## Work to do
Quote each of the items below word for word.

## Records provided
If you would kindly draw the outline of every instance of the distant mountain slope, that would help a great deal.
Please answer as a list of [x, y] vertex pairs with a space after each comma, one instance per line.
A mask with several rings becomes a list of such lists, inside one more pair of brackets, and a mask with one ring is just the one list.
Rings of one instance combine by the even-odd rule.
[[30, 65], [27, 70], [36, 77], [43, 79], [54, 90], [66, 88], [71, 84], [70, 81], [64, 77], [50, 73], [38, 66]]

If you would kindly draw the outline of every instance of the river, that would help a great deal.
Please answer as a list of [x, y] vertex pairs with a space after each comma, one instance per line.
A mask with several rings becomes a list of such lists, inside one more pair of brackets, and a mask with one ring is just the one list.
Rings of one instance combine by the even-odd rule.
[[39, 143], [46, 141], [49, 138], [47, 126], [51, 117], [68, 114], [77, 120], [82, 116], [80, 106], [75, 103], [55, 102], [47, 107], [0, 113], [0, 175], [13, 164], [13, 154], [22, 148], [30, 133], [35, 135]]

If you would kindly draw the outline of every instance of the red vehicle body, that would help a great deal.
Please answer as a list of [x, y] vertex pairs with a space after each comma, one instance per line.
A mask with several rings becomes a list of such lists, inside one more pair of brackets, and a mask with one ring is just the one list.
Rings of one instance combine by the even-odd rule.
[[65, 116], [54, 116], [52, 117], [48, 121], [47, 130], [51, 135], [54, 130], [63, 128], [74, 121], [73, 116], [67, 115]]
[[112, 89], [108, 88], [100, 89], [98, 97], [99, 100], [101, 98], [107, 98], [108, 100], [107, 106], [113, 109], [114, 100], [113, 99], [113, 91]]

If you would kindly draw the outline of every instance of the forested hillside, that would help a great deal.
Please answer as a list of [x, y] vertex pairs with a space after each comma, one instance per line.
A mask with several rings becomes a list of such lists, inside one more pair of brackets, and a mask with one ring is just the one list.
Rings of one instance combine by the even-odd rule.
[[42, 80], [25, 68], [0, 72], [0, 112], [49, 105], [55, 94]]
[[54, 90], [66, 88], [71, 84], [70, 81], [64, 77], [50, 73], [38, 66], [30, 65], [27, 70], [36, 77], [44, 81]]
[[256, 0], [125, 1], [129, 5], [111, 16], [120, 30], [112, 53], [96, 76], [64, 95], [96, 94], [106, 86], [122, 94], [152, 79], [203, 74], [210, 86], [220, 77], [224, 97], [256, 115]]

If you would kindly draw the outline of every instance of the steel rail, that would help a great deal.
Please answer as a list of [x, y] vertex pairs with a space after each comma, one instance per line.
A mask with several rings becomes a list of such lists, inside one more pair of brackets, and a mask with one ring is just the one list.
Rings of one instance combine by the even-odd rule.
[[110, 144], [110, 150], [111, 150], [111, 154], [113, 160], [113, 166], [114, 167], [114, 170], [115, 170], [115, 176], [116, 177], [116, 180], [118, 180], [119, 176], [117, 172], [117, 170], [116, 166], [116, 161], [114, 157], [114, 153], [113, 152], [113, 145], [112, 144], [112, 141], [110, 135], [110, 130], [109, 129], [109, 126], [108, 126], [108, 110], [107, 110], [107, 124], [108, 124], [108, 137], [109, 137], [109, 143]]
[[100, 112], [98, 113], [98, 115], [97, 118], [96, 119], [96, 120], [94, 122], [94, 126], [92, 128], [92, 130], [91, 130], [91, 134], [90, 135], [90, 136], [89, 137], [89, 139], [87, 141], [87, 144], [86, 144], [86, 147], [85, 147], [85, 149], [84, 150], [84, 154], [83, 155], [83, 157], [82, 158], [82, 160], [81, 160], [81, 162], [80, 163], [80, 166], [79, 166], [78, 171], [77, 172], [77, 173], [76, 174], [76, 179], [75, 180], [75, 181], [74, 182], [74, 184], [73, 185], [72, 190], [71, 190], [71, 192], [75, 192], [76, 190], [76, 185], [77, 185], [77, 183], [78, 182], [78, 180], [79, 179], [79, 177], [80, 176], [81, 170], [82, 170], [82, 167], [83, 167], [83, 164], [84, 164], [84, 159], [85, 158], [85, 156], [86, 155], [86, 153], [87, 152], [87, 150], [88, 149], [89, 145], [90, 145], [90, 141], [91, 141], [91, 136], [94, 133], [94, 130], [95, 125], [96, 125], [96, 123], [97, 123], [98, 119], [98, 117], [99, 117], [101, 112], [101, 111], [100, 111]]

## Solution to this problem
If you would kindly draw the outline of every instance of the distant mountain slope, that would help a great deal.
Please answer as a list of [x, y] vertex pairs with a space after each comma, one instance per line.
A mask with several rings becomes a list of such lists, inside one more pair of brackets, and a mask with one ring is just the one list.
Rings of one instance combine by the even-odd rule.
[[30, 65], [27, 70], [36, 77], [43, 79], [54, 90], [66, 88], [71, 84], [70, 81], [64, 77], [50, 73], [38, 66]]

If you would kindly draw the outline of every instance of the river, that would help a great deal.
Please answer as a list of [x, y] vertex pairs with a space after each comma, one instance per line.
A mask with several rings becomes a list of such lists, inside one more pair of brackets, and a mask with one ring is just the one list.
Rings of one instance combine by the even-odd rule.
[[39, 143], [46, 141], [49, 138], [47, 126], [51, 117], [68, 114], [77, 120], [82, 116], [80, 106], [75, 103], [55, 102], [47, 107], [0, 113], [0, 175], [13, 164], [13, 154], [22, 148], [30, 133], [35, 135]]

If you would kindly draw the outline of every instance of the red vehicle body, that would help a great deal.
Please answer as a list of [x, y] vertex pairs with a space after each comma, one instance per line.
A mask with several rings becomes a list of such lists, inside one more pair of brackets, and a mask with one ring is just the one list.
Rings of one instance combine by the even-odd rule.
[[65, 116], [54, 116], [52, 117], [48, 121], [47, 130], [51, 135], [54, 130], [63, 128], [74, 121], [73, 116], [67, 115]]
[[112, 89], [108, 88], [100, 89], [98, 97], [99, 100], [101, 98], [107, 98], [108, 100], [107, 106], [113, 109], [114, 100], [113, 99], [113, 91]]

If you would kindly draw the outline of every instance of the forested hillside, that would help a great deal.
Please answer as a list of [x, y] vertex pairs with a space after each comma, one instance per line.
A mask with several rings becomes a list of such lists, inside one more pair of brackets, and a mask with one ring is just the one list.
Rings of one instance combine by the even-odd rule.
[[42, 80], [25, 68], [0, 72], [0, 112], [49, 105], [55, 94]]
[[54, 90], [66, 88], [71, 84], [70, 81], [64, 77], [50, 73], [38, 66], [30, 65], [27, 70], [36, 77], [44, 81]]
[[256, 0], [125, 1], [129, 5], [111, 16], [120, 30], [112, 53], [96, 76], [64, 95], [96, 94], [106, 86], [122, 94], [152, 79], [203, 74], [210, 86], [220, 77], [224, 97], [256, 115]]

If you would kindly draw the outline of every instance of the steel rail, that would help a great deal.
Please answer as a list of [x, y] vertex pairs with a space after each comma, one instance per line.
A mask with several rings becomes a list of such lists, inside one more pair of brackets, and a mask with one ring is just the one list.
Rings of one instance combine by the even-odd rule.
[[110, 144], [110, 150], [111, 150], [111, 154], [113, 160], [113, 166], [114, 167], [114, 170], [115, 170], [115, 176], [116, 177], [116, 180], [118, 180], [119, 176], [117, 172], [117, 170], [116, 166], [116, 161], [114, 157], [114, 153], [113, 152], [113, 145], [112, 144], [112, 141], [110, 135], [110, 130], [109, 129], [109, 126], [108, 126], [108, 110], [107, 110], [107, 124], [108, 124], [108, 137], [109, 137], [109, 143]]
[[100, 112], [98, 113], [98, 115], [97, 118], [96, 119], [96, 120], [94, 122], [94, 126], [92, 128], [92, 130], [91, 130], [91, 134], [90, 135], [90, 136], [89, 137], [89, 139], [87, 141], [87, 144], [86, 144], [86, 147], [85, 147], [85, 149], [84, 150], [84, 154], [83, 155], [83, 157], [82, 158], [82, 160], [81, 160], [81, 162], [80, 163], [80, 166], [79, 166], [78, 171], [77, 172], [77, 173], [76, 174], [76, 179], [75, 180], [75, 181], [74, 182], [74, 184], [73, 185], [72, 190], [71, 190], [71, 192], [75, 192], [76, 190], [76, 185], [77, 185], [77, 183], [78, 182], [78, 180], [79, 179], [79, 177], [80, 176], [81, 170], [82, 170], [82, 167], [83, 167], [83, 164], [84, 164], [84, 159], [85, 158], [85, 156], [86, 155], [86, 153], [87, 152], [87, 150], [88, 149], [89, 145], [90, 145], [90, 141], [91, 141], [91, 136], [94, 133], [94, 130], [95, 125], [96, 125], [96, 123], [97, 123], [98, 119], [98, 117], [99, 117], [101, 112], [101, 111], [100, 111]]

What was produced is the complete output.